TASK DESCRIPTION -> In the records below, the line containing "Target: white ceramic cup" is the first to keep. Retype it and all later lines exactly, through the end.

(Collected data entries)
-- Opening Marker --

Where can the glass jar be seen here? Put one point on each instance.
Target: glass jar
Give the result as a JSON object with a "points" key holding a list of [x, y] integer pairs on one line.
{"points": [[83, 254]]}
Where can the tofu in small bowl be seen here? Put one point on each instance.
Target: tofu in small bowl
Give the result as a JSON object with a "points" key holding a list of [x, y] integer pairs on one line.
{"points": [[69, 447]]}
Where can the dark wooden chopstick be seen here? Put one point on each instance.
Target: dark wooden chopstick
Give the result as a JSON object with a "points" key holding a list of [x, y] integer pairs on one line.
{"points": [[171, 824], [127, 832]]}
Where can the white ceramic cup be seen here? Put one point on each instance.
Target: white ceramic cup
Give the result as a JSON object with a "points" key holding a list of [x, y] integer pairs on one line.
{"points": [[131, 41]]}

-- Closing Marker --

RESULT OF THE EXERCISE ->
Target: white ceramic cup
Give the result as a JSON object with a "points" key holding a list of [x, y] integer pairs on one line.
{"points": [[131, 41]]}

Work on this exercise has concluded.